YOUR GOAL: Set out the data as a Markdown table with the columns Row and Line, giving each line a row number and omitting blank lines. Begin at the line that contains "For every instance of the road, the" and continue through the final line of the data, including nothing before it.

INFORMATION PROVIDED:

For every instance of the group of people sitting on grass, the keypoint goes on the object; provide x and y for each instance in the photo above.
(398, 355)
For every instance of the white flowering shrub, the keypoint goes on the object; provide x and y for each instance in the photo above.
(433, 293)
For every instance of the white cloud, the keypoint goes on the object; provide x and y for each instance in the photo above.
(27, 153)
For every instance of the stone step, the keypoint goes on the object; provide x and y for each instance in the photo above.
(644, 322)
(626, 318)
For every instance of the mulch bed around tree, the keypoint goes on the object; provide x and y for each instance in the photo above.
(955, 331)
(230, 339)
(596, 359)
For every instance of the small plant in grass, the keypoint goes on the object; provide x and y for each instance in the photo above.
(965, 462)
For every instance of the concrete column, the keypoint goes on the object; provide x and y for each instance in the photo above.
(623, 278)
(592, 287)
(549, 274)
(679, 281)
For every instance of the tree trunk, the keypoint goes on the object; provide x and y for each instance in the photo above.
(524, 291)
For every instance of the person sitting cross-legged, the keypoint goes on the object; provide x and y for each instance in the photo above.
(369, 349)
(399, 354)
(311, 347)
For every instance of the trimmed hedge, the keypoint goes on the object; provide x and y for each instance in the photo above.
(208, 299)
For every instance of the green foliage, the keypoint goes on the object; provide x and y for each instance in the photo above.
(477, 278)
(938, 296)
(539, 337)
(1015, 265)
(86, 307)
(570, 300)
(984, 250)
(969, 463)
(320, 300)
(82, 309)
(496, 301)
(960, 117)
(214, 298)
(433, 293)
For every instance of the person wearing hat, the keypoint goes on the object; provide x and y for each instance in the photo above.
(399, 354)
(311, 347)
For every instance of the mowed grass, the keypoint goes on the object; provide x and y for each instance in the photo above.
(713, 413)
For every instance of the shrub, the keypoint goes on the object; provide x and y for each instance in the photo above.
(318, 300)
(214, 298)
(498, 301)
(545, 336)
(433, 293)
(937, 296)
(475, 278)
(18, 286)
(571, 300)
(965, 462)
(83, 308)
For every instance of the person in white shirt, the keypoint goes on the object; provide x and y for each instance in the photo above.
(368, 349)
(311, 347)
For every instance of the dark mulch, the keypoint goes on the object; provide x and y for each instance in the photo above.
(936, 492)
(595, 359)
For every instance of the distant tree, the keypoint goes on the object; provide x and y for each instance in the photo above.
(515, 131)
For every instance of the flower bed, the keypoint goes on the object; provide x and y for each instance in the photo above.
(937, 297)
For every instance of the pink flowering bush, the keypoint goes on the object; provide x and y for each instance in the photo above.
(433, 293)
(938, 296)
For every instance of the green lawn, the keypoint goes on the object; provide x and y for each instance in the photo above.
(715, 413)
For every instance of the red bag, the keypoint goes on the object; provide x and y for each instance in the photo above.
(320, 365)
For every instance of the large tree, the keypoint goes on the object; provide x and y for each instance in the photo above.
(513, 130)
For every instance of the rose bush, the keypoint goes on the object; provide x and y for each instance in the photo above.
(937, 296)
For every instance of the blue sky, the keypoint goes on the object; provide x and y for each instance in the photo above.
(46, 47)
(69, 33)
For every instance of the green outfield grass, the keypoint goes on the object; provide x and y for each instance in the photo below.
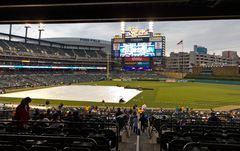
(167, 95)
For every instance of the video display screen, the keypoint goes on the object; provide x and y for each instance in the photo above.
(146, 49)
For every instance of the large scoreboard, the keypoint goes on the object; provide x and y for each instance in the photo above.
(138, 53)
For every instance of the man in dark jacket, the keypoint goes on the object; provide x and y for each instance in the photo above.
(22, 112)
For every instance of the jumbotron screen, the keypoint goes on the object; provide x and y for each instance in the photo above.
(146, 49)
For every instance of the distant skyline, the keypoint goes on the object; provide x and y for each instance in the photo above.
(216, 35)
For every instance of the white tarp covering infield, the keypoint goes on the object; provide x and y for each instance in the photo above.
(110, 94)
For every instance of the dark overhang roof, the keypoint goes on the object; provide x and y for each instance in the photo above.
(66, 11)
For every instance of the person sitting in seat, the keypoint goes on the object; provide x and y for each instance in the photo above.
(213, 119)
(22, 112)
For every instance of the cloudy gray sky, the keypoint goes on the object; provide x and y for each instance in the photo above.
(216, 35)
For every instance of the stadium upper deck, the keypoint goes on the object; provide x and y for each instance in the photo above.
(35, 52)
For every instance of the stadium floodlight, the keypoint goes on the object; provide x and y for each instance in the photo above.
(150, 26)
(40, 29)
(26, 30)
(123, 27)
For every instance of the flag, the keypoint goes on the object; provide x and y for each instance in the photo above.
(180, 42)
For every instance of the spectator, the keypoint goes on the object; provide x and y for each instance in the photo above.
(143, 121)
(119, 112)
(135, 124)
(22, 112)
(213, 119)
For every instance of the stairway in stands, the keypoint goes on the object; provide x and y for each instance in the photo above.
(128, 143)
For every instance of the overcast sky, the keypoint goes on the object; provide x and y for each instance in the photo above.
(216, 35)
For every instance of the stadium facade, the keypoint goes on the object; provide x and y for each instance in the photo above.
(106, 45)
(28, 62)
(184, 61)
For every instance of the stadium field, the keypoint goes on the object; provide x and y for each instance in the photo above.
(165, 95)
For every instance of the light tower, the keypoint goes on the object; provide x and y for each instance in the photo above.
(26, 31)
(150, 28)
(40, 29)
(123, 29)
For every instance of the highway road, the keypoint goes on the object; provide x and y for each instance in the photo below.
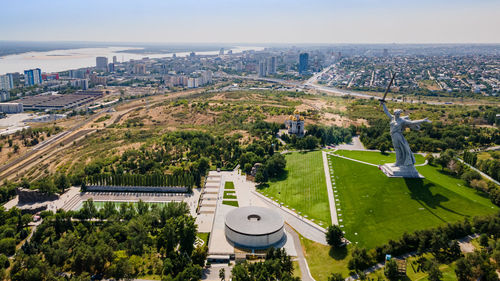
(311, 83)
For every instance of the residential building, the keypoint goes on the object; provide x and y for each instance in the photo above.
(271, 65)
(101, 63)
(80, 83)
(6, 82)
(303, 63)
(33, 77)
(140, 68)
(4, 95)
(262, 72)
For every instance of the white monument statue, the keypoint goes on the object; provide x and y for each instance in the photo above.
(405, 161)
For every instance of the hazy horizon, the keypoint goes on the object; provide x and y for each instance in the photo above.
(253, 22)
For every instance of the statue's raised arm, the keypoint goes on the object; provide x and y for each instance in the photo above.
(386, 111)
(405, 161)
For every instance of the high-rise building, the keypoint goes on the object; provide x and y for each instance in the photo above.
(77, 73)
(33, 77)
(262, 69)
(111, 67)
(50, 76)
(80, 83)
(271, 65)
(303, 62)
(140, 68)
(4, 95)
(101, 63)
(6, 82)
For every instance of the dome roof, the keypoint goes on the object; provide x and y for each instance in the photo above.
(254, 220)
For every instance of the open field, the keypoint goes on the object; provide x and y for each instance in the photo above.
(304, 186)
(375, 157)
(323, 261)
(100, 204)
(376, 209)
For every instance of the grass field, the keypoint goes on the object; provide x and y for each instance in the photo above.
(100, 204)
(229, 185)
(304, 187)
(375, 208)
(229, 195)
(230, 203)
(375, 157)
(448, 271)
(323, 261)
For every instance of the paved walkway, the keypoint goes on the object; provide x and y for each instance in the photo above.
(355, 144)
(304, 268)
(359, 161)
(329, 188)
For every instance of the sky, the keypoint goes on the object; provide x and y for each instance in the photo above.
(252, 21)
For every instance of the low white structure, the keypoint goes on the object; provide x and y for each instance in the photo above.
(295, 124)
(254, 227)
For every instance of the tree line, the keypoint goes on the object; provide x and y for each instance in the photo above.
(180, 180)
(129, 242)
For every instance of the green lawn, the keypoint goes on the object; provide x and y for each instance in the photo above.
(375, 157)
(375, 208)
(304, 187)
(228, 185)
(203, 236)
(323, 261)
(229, 195)
(100, 204)
(230, 203)
(448, 271)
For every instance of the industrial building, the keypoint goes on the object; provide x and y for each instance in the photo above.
(58, 102)
(10, 107)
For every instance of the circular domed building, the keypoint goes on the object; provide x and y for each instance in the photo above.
(254, 227)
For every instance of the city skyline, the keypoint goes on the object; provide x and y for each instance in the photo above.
(229, 21)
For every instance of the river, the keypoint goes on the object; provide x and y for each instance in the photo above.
(61, 60)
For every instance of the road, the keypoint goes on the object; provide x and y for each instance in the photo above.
(304, 268)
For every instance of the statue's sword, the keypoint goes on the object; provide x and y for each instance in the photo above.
(388, 87)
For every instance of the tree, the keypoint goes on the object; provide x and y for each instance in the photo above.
(8, 246)
(62, 182)
(483, 240)
(334, 236)
(275, 165)
(336, 277)
(222, 274)
(434, 273)
(391, 269)
(261, 175)
(46, 185)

FULL OUTPUT:
| Row | Line |
|---|---|
| 1 | For every instance of the road, the keypoint goes on the object; provide x and y for each instance in the photo above. |
| 2 | (304, 268) |
| 3 | For every instance of the statue's sword, the keypoint goes on the object; provide x and y for each instance in the photo above. |
| 4 | (388, 87) |
| 5 | For every instance of the tree, the keypoint goes on the object; provide x and y for each instance in the photo above. |
| 6 | (8, 246) |
| 7 | (62, 182) |
| 8 | (483, 240) |
| 9 | (334, 236) |
| 10 | (275, 165) |
| 11 | (336, 277) |
| 12 | (222, 274) |
| 13 | (434, 273) |
| 14 | (391, 269) |
| 15 | (261, 175) |
| 16 | (46, 185) |